STATED TASK.
Output exactly the lines that run from the line with "In the photo above, where can the white roof" to the end of the material, both ends included, and no other lines.

Dataset items.
┄┄┄┄┄┄┄┄┄┄

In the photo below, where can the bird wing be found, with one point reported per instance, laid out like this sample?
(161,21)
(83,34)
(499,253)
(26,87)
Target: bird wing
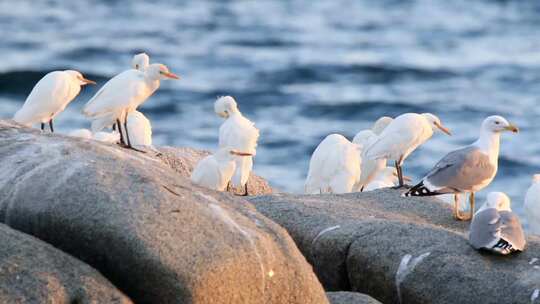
(334,156)
(120,92)
(239,133)
(511,230)
(485,229)
(461,170)
(48,96)
(398,138)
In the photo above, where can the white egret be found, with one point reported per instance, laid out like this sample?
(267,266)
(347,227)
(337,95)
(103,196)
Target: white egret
(122,95)
(469,169)
(140,62)
(139,129)
(496,228)
(334,166)
(240,134)
(366,138)
(215,171)
(532,205)
(49,97)
(402,136)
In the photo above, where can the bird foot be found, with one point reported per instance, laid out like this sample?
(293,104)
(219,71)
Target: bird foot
(460,217)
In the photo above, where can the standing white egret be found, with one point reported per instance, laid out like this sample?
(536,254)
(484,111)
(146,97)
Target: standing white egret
(402,136)
(50,96)
(496,228)
(469,169)
(334,166)
(365,139)
(215,171)
(532,205)
(122,95)
(140,62)
(240,134)
(140,130)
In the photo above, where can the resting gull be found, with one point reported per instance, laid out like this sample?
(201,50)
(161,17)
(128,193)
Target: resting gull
(496,228)
(468,169)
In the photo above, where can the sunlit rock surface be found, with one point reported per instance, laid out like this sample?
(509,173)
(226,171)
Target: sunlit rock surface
(395,249)
(144,226)
(344,297)
(183,160)
(32,271)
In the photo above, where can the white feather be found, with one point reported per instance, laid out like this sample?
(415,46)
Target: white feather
(334,166)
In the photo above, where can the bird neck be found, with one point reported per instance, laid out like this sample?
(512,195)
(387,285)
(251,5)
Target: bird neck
(489,143)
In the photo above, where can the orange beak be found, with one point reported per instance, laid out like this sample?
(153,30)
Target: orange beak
(444,129)
(88,81)
(171,75)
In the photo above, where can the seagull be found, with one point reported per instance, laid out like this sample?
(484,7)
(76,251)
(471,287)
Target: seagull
(532,205)
(215,171)
(50,96)
(366,138)
(240,134)
(402,136)
(334,166)
(469,169)
(122,95)
(496,228)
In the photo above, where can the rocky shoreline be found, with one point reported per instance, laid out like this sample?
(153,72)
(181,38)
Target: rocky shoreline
(131,227)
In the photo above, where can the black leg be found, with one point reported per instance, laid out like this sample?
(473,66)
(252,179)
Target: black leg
(127,133)
(245,190)
(122,141)
(400,174)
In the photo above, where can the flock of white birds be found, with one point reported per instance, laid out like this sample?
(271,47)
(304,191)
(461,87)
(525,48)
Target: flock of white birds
(336,166)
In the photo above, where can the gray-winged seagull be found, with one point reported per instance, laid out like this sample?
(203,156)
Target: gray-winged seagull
(468,169)
(496,228)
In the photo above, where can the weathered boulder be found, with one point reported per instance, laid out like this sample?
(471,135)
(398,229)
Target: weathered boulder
(183,160)
(145,227)
(32,271)
(345,297)
(395,249)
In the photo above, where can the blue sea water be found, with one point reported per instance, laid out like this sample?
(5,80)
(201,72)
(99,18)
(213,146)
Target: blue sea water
(300,69)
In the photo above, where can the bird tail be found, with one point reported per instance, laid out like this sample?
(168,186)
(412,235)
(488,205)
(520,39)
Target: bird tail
(420,190)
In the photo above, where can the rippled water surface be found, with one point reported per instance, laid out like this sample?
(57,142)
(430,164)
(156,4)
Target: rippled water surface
(300,69)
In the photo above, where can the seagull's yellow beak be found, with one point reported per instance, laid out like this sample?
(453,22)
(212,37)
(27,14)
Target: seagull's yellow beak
(512,128)
(443,128)
(171,75)
(87,81)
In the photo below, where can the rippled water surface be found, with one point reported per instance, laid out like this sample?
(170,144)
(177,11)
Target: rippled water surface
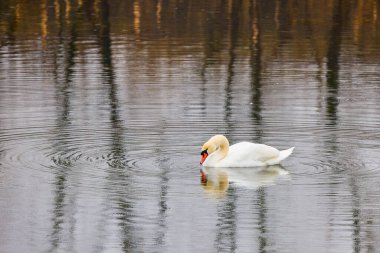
(104,107)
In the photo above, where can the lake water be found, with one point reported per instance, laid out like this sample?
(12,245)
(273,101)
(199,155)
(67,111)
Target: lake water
(104,107)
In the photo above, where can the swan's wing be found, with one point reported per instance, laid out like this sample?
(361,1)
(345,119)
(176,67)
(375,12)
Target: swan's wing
(247,151)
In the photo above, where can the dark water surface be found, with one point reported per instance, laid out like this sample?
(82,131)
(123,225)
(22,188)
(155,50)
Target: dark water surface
(104,106)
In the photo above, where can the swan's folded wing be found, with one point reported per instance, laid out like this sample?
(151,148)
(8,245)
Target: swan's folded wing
(251,152)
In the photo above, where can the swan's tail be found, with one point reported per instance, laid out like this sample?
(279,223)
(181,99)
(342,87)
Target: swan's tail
(283,155)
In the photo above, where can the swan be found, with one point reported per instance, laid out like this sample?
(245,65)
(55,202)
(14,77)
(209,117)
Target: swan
(217,152)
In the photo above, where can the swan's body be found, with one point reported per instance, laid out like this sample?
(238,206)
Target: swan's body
(217,152)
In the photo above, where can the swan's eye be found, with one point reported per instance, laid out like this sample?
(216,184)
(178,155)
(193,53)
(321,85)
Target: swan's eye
(204,152)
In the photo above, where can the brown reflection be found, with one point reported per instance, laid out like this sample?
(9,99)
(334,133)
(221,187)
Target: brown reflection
(118,172)
(255,64)
(333,54)
(234,10)
(63,215)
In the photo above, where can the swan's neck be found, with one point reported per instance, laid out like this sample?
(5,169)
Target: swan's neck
(220,153)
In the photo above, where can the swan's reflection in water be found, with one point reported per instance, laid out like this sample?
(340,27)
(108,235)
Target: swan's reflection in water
(215,181)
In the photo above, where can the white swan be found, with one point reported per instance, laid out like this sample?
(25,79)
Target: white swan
(217,152)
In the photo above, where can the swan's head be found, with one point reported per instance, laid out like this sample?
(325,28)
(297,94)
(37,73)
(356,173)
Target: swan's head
(215,144)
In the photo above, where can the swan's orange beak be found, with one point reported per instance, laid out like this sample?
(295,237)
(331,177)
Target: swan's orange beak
(204,156)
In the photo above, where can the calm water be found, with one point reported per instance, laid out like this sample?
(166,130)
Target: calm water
(104,106)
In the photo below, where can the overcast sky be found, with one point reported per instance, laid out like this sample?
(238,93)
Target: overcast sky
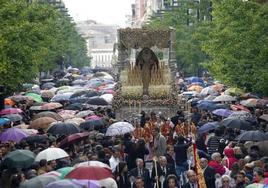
(103,11)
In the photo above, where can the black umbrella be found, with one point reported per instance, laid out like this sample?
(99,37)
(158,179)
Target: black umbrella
(236,123)
(48,85)
(97,101)
(36,139)
(252,136)
(92,125)
(91,94)
(75,106)
(53,115)
(19,159)
(79,100)
(63,129)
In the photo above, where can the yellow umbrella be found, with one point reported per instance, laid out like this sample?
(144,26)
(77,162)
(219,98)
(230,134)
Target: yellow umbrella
(196,88)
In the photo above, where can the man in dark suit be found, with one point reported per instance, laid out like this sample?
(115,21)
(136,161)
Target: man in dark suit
(170,155)
(192,180)
(163,169)
(209,173)
(140,171)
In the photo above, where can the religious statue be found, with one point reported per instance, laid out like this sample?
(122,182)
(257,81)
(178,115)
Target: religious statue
(146,61)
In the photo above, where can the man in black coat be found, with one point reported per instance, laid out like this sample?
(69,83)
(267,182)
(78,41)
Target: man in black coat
(192,180)
(141,171)
(163,169)
(209,173)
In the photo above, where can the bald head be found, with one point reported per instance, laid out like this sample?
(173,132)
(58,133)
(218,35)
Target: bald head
(203,163)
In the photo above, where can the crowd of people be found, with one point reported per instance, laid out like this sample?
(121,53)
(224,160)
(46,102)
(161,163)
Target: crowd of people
(159,153)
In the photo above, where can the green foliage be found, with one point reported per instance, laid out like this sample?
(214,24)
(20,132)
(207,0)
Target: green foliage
(186,20)
(33,37)
(238,44)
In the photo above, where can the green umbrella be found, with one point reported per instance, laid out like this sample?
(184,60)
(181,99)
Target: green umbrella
(36,97)
(64,171)
(39,181)
(19,159)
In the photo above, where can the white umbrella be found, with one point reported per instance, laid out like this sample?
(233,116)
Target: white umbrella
(119,128)
(224,98)
(208,91)
(108,98)
(92,163)
(51,154)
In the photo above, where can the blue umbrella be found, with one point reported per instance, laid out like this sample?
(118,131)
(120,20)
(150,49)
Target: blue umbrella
(206,105)
(4,121)
(208,127)
(222,112)
(194,79)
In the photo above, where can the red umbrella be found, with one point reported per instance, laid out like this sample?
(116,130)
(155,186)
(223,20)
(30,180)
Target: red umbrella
(10,111)
(73,138)
(90,173)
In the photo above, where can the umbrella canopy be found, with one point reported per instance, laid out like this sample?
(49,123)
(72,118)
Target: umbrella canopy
(51,154)
(62,128)
(93,163)
(19,159)
(208,91)
(67,114)
(91,183)
(76,121)
(107,97)
(91,94)
(239,107)
(194,79)
(119,128)
(262,103)
(13,117)
(208,127)
(39,181)
(93,117)
(10,111)
(92,125)
(97,101)
(89,173)
(9,102)
(47,94)
(236,123)
(53,115)
(48,85)
(20,98)
(207,105)
(234,91)
(33,139)
(63,184)
(64,171)
(224,98)
(196,88)
(35,97)
(51,106)
(252,136)
(12,134)
(222,112)
(264,117)
(4,121)
(42,123)
(249,102)
(85,113)
(243,115)
(62,97)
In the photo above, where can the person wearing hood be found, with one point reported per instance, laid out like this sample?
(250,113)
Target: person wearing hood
(229,158)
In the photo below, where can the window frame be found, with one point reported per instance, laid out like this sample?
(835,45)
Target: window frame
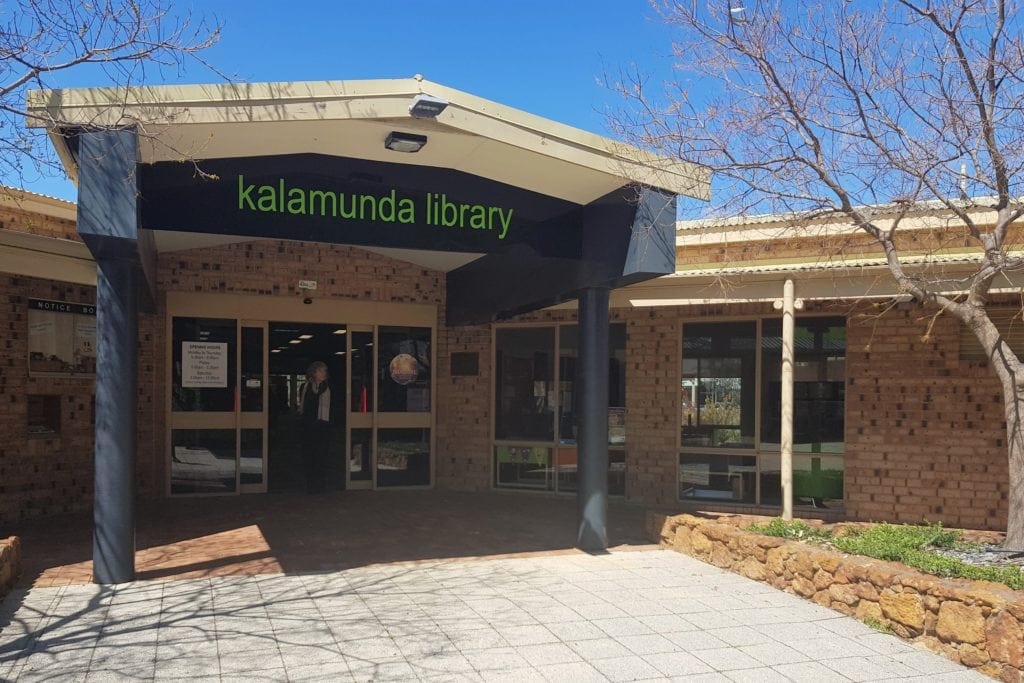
(757,452)
(555,443)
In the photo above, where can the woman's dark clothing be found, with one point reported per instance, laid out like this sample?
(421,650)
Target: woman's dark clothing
(315,434)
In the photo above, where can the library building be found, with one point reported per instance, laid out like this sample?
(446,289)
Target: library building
(385,285)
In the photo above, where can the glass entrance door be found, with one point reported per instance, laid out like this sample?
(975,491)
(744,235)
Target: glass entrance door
(253,408)
(307,420)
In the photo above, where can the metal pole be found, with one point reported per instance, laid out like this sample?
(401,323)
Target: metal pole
(114,496)
(788,314)
(592,470)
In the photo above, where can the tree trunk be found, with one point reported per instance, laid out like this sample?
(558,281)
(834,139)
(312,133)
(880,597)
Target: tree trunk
(1014,409)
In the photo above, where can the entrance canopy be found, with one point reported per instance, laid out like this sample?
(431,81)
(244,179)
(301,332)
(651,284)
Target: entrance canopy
(521,212)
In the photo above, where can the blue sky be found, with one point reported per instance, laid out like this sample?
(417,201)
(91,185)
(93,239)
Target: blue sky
(546,57)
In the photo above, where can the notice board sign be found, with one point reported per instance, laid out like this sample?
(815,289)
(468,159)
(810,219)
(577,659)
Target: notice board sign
(61,338)
(204,365)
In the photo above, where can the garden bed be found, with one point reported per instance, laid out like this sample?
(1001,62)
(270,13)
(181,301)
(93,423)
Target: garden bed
(976,623)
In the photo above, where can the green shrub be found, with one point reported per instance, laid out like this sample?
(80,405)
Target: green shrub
(908,544)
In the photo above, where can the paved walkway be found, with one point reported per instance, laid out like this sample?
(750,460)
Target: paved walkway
(200,538)
(627,615)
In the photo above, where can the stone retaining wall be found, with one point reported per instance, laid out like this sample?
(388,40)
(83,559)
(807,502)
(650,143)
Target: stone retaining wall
(977,624)
(10,562)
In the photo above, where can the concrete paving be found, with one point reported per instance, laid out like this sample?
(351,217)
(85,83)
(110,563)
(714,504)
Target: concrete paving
(628,615)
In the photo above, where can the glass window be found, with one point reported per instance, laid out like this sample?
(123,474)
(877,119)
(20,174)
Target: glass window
(363,373)
(403,364)
(524,382)
(251,457)
(204,372)
(718,477)
(402,457)
(819,384)
(817,480)
(252,370)
(718,384)
(203,461)
(523,467)
(568,378)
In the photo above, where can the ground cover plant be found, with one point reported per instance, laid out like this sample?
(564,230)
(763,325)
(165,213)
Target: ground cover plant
(918,546)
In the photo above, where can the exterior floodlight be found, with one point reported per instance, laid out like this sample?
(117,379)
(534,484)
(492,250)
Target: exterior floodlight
(408,142)
(426,107)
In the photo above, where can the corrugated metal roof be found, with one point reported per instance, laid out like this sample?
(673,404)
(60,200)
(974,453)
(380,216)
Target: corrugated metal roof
(8,190)
(834,217)
(710,270)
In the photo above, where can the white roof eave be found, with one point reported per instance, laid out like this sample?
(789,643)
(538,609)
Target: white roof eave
(235,102)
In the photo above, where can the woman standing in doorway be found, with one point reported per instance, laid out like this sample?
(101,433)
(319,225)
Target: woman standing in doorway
(316,426)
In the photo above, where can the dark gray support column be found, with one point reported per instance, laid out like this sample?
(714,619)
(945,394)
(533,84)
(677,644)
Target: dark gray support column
(592,489)
(108,221)
(114,498)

┄┄┄┄┄┄┄┄┄┄

IN RESPONSE.
In the photo above, where can the white roof eave be found, with one point reported per instance, laid out like this sample?
(789,643)
(538,609)
Target: white roof eave
(235,102)
In the photo above, where can the woman standing in doorway be found, with one point reported per instance, laid out like this sample?
(101,433)
(319,225)
Target: woman standing in doorway
(316,426)
In the photo above, where can the dark gray support column be found, with one point reported per instance, laid out like this sample?
(714,619)
(945,394)
(533,84)
(677,644)
Target: dark gray support column
(592,489)
(108,221)
(114,498)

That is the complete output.